▶ _Given task 1_:
In the Lamington Park account, rewrite the paragraph beginning "For once, there's plenty of wildlife" more concisely, keeping its main facts.
▶ _Given task 2_:
Reproduce everything in the Lamington Park account from "We climbed back" down to "lose the trail.", word for word.

Then we stocked up on food again and headed up into the mountains and Lamington Park.  This is a rain forest which stretches through the mountains.  There’s a road that goes about a mile into the park to a lodge and a campground, but from there on it’s all footwork, hundreds of miles of trails.

For once, there’s plenty of wildlife to see.  Brush turkeys wander around the campsite looking for anything unattended.  In the forest, we were trying to get pictures of the tiny kangaroos that live there, but when we came out we found that they were all over the roads and lawns.  They’re called pademelons, and have all the same parts as a kangaroo, but they’re the size of a terrier. 

In the forest, it’s dark with towering fig trees and vines hanging all over, but amazingly noisy with all kinds of bird calls.  Apart from the bell bird, they also have our friend the splat bird, and a new one, the stepped-on-cat bird.  There’s a resort up at Binna Burra too, sort of modeled on the Yellowstone idea, a collection of cabins and a communal dining area, but they were fully booked for dinner so we had to cook our own.

Next morning, Wednesday, we were woken up by a graunching noise.  One of the brush turkeys was trying to turn our bucket over and get at the scraps of food in it.  Looking around the campground, it looked like he’d already had everyone else’s.  Thanks to the turkey, we made an early start and headed off down the Caves trail, looking out for wildlife. 

This was supposed to be the best trail for seeing koalas, but walking down a steep trail while looking up into the trees is hazardous to your health so we didn’t see any.  There were of course loads of new and weird plants and trees and insects to look at closer to the ground.  We could also hear lots of birds, but they’re tough to see when the trees are 150’ high.  The trail ended at a cliff top, with a view across the valley.  Nothing but trees and a few cliffs to see in all directions.  The whole world was green except for a few white cockatoos gliding above the tree tops screaming at each other.

We climbed back up to our campsite at Binna Burra for lunch and then set off in the other direction to Burruji Falls.  This trail was twice as long, and about twice as deep, as this time we got right down to the valley floor.  Underneath the palms that grow in the swampy areas, it’s really dark, even though it was only mid afternoon.  As we neared the waterfall, the rain began, just steady, heavy stuff.  This time we had our rain gear, but we were soon steaming inside it.  The waterfall was pretty, just a thin stream dropping off the cliff hundreds of feet above us, but it was hard to see in the heavy rain.  After an hour or so it eased up and we started the climb back up, aware that it was getting harder and harder to see as the fog closed in.  All the spectacular views were gone, but no real danger of getting lost as it would be really hard to lose the trail.

▶ _Information supplied_:
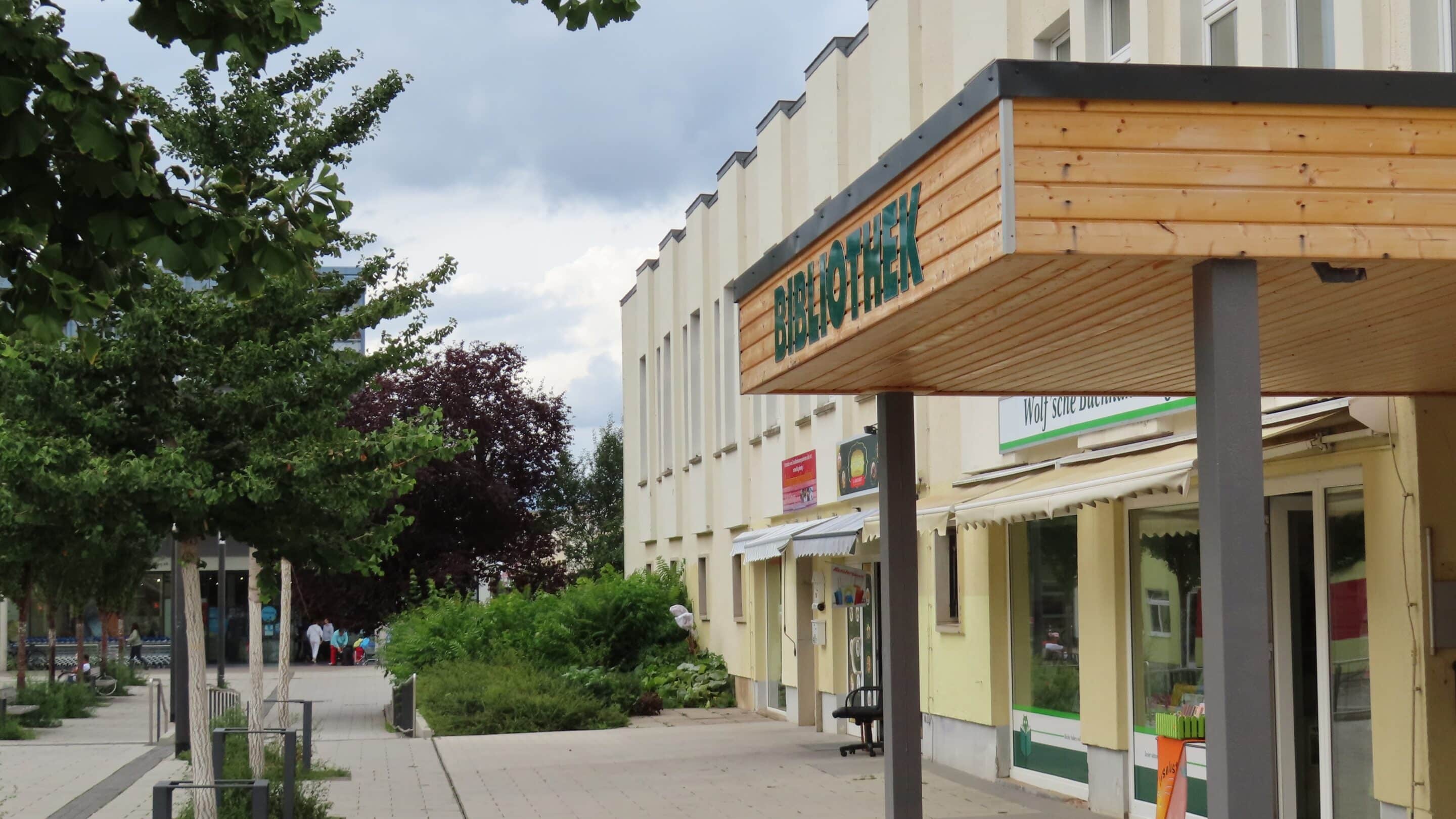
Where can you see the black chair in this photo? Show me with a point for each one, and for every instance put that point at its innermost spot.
(864, 709)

▶ _Final answer 1_:
Wildlife is plentiful for once. Brush turkeys roam the campsite for anything left unattended. The writers tried to photograph the park's tiny kangaroos in the forest, then found them all over the roads and lawns. These pademelons have all the same parts as a kangaroo but are the size of a terrier.

▶ _Final answer 2_:
We climbed back up to our campsite at Binna Burra for lunch and then set off in the other direction to Burruji Falls.  This trail was twice as long, and about twice as deep, as this time we got right down to the valley floor.  Underneath the palms that grow in the swampy areas, it’s really dark, even though it was only mid afternoon.  As we neared the waterfall, the rain began, just steady, heavy stuff.  This time we had our rain gear, but we were soon steaming inside it.  The waterfall was pretty, just a thin stream dropping off the cliff hundreds of feet above us, but it was hard to see in the heavy rain.  After an hour or so it eased up and we started the climb back up, aware that it was getting harder and harder to see as the fog closed in.  All the spectacular views were gone, but no real danger of getting lost as it would be really hard to lose the trail.